[Records from a data source]
◆ ◆ ◆ ◆ ◆ ◆ ◆

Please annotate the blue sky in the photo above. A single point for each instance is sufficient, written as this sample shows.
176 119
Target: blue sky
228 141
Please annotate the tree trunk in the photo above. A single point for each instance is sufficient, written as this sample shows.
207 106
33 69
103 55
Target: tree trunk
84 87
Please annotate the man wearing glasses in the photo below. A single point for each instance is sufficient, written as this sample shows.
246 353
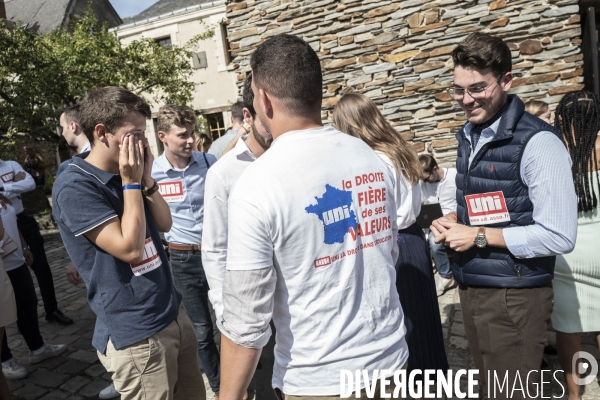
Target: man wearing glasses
516 211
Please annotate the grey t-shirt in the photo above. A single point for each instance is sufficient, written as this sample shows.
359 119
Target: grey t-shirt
131 301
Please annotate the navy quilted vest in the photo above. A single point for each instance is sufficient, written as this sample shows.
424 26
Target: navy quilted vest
497 168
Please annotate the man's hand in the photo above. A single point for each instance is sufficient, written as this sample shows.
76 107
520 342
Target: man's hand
4 201
456 236
28 257
72 275
19 176
131 160
147 180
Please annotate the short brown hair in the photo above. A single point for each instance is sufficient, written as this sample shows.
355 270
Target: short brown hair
427 162
237 111
289 69
173 114
110 106
71 113
482 51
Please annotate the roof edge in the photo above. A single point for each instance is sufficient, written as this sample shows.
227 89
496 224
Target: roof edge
169 14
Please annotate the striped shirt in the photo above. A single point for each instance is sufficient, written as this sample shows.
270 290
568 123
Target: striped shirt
546 170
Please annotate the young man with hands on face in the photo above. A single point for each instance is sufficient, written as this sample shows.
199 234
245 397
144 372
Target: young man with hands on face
109 213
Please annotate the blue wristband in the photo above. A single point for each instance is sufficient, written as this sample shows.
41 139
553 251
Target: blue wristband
134 186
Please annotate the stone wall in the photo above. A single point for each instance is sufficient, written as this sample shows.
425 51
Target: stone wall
398 52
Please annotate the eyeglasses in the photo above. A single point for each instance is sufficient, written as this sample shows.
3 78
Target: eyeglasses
476 92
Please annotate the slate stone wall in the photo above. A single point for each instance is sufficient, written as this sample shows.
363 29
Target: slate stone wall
398 52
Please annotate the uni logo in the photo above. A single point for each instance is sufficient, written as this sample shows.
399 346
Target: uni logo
323 261
170 188
487 208
479 204
8 177
335 215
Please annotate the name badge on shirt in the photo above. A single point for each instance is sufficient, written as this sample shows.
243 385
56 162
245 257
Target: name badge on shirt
151 259
8 177
487 208
172 192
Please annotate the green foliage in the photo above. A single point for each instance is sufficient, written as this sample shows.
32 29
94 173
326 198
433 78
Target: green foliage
40 75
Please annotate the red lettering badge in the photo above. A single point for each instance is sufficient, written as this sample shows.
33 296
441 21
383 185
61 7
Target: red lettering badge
487 208
8 177
172 191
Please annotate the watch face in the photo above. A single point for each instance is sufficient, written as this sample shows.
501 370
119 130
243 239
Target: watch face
480 241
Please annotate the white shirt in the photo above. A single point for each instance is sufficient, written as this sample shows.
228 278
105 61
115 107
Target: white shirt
406 195
12 190
220 180
296 254
9 219
219 145
546 170
442 192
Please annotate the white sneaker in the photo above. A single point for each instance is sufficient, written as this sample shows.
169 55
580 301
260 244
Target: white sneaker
13 370
443 284
109 392
46 351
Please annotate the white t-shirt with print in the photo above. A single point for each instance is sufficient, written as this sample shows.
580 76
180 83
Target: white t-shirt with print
319 208
442 192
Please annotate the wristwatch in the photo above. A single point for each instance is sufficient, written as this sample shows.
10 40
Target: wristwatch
480 240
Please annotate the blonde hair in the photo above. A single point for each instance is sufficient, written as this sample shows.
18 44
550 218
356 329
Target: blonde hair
173 114
357 115
536 107
202 140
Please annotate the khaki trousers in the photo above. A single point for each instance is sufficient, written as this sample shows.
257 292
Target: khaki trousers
162 367
506 330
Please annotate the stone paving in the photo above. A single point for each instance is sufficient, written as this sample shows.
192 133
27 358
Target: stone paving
77 374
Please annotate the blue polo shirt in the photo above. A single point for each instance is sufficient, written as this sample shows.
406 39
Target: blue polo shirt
183 190
131 301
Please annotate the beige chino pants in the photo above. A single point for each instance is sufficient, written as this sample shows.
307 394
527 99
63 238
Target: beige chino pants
162 367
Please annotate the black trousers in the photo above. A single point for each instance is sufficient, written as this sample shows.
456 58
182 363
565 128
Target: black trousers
31 232
26 300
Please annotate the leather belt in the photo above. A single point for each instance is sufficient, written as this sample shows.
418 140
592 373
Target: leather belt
185 247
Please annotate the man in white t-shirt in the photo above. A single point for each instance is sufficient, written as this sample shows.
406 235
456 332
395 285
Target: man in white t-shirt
438 185
311 243
220 181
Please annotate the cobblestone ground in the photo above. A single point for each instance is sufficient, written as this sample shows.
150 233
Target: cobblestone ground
78 374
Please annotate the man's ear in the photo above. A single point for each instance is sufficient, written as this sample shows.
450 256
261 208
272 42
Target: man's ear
75 128
100 133
265 103
162 136
507 81
247 116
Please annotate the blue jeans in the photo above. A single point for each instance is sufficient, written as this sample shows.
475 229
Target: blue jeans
190 280
440 257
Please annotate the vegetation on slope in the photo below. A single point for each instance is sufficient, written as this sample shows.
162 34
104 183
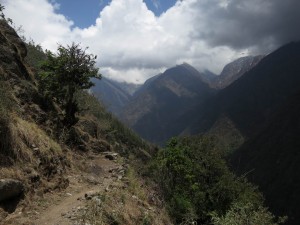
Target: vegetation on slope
199 187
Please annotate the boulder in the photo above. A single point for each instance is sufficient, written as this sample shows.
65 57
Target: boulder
10 188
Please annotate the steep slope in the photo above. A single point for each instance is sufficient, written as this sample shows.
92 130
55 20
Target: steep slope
270 159
47 169
154 110
250 101
110 94
234 70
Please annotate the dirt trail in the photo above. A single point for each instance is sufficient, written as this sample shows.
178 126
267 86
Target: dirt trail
65 205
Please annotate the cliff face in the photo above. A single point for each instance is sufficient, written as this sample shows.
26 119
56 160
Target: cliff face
45 167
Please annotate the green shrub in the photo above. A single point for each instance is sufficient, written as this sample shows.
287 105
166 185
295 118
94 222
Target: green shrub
196 181
246 214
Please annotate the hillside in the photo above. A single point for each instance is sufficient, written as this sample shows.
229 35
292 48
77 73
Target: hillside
56 174
111 94
251 100
155 108
270 159
234 70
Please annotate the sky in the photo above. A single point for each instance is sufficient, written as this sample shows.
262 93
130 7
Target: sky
135 39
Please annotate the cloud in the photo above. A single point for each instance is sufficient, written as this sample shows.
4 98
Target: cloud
133 44
260 25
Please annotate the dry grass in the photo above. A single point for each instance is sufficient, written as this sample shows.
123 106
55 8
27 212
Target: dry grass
28 137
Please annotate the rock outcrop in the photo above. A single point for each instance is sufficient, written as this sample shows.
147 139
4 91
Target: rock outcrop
10 188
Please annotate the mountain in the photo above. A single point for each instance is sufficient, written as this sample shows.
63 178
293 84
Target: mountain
47 167
155 108
112 94
234 70
250 101
271 160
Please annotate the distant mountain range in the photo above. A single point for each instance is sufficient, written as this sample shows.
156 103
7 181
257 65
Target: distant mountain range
252 108
155 108
114 95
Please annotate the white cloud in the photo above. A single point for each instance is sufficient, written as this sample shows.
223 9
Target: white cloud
133 44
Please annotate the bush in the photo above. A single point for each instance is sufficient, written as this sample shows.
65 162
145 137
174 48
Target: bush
247 214
197 182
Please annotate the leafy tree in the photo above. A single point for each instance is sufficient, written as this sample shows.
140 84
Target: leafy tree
196 181
66 72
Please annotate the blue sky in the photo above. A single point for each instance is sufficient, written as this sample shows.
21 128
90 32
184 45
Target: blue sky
135 39
85 12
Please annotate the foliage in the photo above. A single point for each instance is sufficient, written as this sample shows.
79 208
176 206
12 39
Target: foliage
35 55
65 73
197 182
246 214
6 107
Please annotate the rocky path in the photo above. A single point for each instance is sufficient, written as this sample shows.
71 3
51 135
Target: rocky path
66 207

◆ ◆ ◆ ◆ ◆ ◆ ◆

#### [Exercise prompt]
Pull out all lines from the entries above in which the word "below" appears.

#### [Solution to this task]
Please annotate the man wearing glasses in the photo below. A single point for each instance is sufficient, written as this sample shows.
Please annotate the vegetation on slope in the photo below. A single point for each instance is sufficient, written as this sample shows.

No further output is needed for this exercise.